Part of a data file
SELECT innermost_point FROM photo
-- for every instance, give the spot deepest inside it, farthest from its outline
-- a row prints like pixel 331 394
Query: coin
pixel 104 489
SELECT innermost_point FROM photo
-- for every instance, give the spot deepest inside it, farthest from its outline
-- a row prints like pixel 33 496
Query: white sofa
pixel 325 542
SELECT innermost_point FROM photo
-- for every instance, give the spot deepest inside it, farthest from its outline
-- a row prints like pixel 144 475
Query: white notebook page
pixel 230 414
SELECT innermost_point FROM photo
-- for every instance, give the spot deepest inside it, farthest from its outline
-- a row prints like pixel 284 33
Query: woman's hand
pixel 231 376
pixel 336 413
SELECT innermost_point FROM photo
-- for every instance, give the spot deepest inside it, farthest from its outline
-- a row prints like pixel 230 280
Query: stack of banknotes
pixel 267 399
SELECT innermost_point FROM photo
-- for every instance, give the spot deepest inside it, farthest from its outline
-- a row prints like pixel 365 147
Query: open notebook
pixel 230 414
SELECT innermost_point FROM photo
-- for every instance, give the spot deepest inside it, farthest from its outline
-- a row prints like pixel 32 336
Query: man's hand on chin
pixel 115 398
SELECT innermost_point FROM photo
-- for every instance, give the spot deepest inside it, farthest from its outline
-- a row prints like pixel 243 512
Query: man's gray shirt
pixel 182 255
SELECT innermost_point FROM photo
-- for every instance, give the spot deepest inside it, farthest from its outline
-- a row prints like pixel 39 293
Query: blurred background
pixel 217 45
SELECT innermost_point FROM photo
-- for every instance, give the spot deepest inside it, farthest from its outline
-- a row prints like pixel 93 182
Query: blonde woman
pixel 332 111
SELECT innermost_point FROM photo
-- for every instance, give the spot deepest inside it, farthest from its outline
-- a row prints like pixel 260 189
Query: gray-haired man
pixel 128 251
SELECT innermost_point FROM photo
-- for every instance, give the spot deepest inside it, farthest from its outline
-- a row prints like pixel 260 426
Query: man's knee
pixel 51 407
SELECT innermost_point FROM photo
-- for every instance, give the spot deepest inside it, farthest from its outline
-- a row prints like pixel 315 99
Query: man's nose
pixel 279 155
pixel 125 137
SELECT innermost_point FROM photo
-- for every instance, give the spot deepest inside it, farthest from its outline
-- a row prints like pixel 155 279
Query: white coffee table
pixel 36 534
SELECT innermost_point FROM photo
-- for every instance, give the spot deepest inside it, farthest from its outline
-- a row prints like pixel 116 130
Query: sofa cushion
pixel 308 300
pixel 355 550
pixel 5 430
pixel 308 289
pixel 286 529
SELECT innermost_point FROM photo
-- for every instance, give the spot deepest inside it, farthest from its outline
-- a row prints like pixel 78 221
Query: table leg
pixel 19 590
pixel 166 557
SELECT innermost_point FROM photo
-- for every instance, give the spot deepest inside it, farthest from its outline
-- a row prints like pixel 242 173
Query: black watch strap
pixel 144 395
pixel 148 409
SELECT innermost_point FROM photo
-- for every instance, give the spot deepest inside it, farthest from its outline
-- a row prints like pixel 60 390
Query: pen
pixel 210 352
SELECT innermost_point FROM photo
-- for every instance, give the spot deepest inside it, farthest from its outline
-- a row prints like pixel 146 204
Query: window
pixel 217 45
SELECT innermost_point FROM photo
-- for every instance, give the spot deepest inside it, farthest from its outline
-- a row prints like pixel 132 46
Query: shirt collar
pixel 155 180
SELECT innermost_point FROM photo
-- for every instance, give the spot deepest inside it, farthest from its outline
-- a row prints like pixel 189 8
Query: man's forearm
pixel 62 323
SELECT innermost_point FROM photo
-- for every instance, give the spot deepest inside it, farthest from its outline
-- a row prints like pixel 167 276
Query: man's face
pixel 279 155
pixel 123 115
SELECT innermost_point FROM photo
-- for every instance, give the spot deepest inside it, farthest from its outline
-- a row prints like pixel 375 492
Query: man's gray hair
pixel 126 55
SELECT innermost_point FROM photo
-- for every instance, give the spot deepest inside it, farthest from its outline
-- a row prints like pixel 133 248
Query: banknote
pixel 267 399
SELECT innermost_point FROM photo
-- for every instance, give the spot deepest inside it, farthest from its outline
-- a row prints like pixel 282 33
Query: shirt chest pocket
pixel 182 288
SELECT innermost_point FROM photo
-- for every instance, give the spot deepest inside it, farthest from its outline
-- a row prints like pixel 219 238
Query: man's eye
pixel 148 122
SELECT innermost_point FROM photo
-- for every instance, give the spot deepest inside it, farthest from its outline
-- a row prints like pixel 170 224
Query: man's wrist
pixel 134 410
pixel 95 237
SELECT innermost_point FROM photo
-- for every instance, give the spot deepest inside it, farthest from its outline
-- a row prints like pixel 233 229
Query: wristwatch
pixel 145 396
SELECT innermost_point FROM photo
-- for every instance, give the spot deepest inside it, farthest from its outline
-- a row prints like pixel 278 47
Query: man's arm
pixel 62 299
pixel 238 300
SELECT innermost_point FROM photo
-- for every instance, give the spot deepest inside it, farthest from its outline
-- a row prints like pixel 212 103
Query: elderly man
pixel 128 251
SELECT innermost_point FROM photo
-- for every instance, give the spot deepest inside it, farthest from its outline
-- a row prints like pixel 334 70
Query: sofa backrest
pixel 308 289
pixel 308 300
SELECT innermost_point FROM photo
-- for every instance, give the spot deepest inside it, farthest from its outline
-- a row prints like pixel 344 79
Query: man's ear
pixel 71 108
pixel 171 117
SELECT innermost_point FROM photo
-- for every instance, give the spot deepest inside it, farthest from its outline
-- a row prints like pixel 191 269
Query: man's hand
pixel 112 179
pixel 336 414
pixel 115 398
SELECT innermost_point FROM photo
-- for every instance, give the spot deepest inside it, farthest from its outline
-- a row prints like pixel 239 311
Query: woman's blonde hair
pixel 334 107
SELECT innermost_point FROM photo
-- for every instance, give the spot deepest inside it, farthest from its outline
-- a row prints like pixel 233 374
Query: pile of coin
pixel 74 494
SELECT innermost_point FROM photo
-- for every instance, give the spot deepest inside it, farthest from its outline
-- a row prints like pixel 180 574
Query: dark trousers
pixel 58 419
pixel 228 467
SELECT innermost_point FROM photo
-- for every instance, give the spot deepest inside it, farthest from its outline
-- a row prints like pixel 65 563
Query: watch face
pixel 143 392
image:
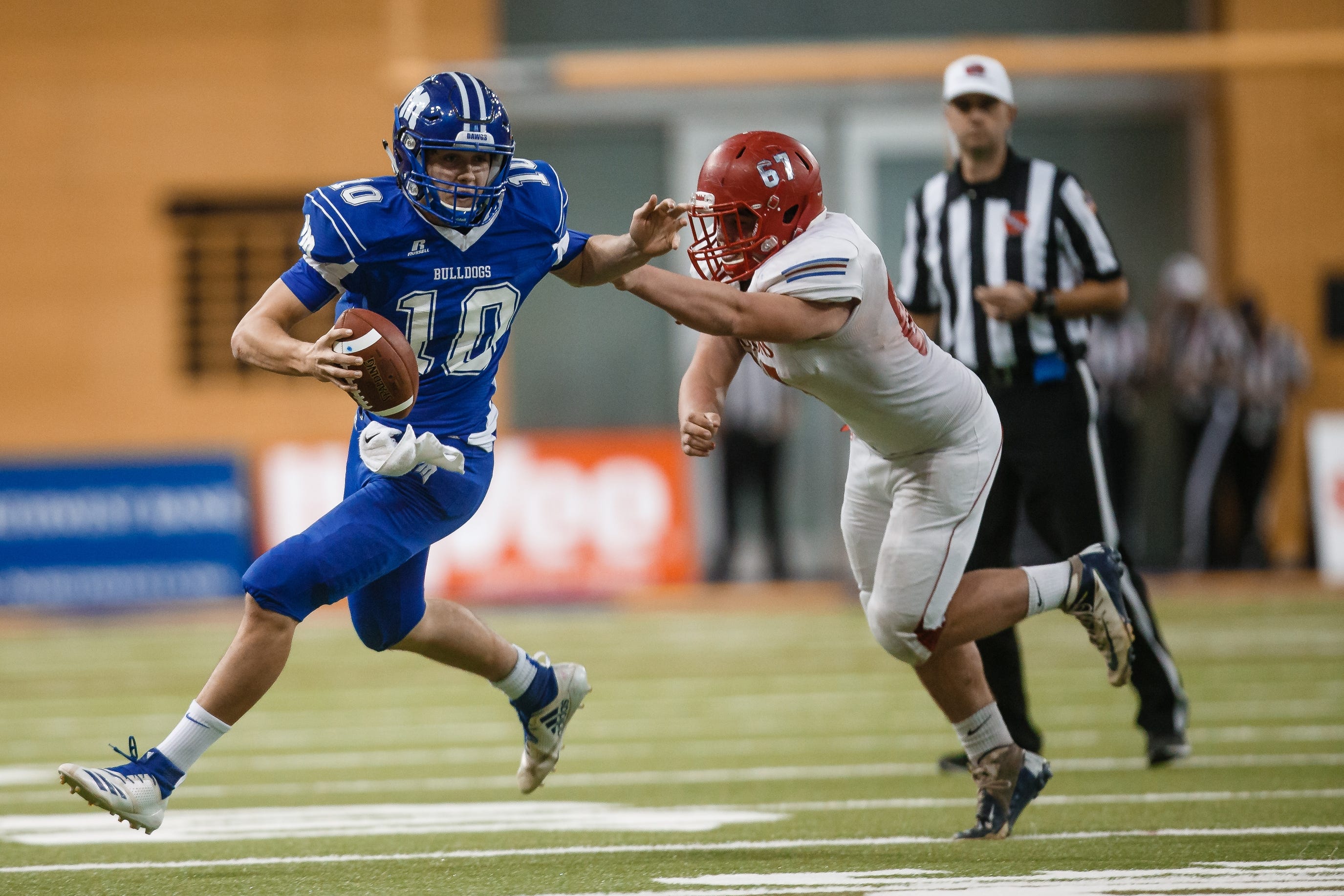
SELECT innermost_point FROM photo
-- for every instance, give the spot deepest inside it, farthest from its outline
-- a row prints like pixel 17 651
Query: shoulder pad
pixel 355 216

Instructions to follow:
Copy the lines from the first one down to the line containing "pixel 336 413", including both of those.

Complete output:
SELECT innermost_point FROM photo
-- for every instance, give the spot deepest inside it, farthest from its outline
-- a row prints like pixel 331 394
Query: coin
pixel 104 489
SELECT innermost_point FROM photo
-- for every instance, give the spot deepest inside it, farthest from its outline
-- a row prints like pixel 33 496
Query: white sofa
pixel 325 542
SELECT innermost_point FROM photo
-- for every instance, give the spot deepest inside it, farthest from its outline
-- a row prints like pixel 144 475
Query: white notebook page
pixel 230 414
SELECT innermost_point FROM photo
-- for every instance, give the spot deepest inside it, farthest from its outline
-- a row prints like pixel 284 33
Query: woman's hand
pixel 231 376
pixel 336 413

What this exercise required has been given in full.